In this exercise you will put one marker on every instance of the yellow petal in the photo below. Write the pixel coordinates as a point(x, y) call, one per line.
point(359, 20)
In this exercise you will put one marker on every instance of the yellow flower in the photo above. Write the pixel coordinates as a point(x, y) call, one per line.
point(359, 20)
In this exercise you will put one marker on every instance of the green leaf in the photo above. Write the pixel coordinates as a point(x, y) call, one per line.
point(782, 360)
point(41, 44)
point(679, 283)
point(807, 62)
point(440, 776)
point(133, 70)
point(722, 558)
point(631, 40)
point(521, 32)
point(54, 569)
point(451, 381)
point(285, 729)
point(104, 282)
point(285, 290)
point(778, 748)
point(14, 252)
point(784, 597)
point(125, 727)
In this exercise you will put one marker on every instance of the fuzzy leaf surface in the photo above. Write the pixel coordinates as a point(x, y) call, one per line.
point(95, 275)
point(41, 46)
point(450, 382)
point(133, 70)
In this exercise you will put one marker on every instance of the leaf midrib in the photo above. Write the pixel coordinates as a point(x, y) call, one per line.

______

Work to be completed → Rewrite every item above so that "one marker" becomes "a single marker", leaving the rest of each item as it is.

Correct response →
In this exercise you will put a single marker on every instance of the yellow petal in the photo below. Write the pixel coordinates as a point(x, y) call, one per line.
point(359, 20)
In this exercise you will put a single marker on every instance of the yellow flower in the photo above. Write the pixel coordinates as a point(x, y) call, one per line.
point(359, 20)
In this exercise you will put a single marker on every instance of the green leaf in the photo above. Write the pixel coordinates as a point(x, y) call, one per line.
point(782, 360)
point(41, 44)
point(679, 283)
point(807, 62)
point(440, 776)
point(133, 70)
point(722, 558)
point(631, 40)
point(521, 32)
point(54, 569)
point(451, 381)
point(285, 729)
point(104, 282)
point(285, 290)
point(778, 748)
point(14, 252)
point(784, 597)
point(125, 727)
In this exercise you will put a single marker on every instance of the fuzzy leaf surface in the photo above. Write the pixel coordinates as a point(x, y) call, one per line.
point(95, 275)
point(41, 46)
point(450, 382)
point(133, 70)
In this exercise you will put a single marker on every instance of the leaf midrib in the photo above. Write the pixel coordinates as a point(x, y) call, one per line.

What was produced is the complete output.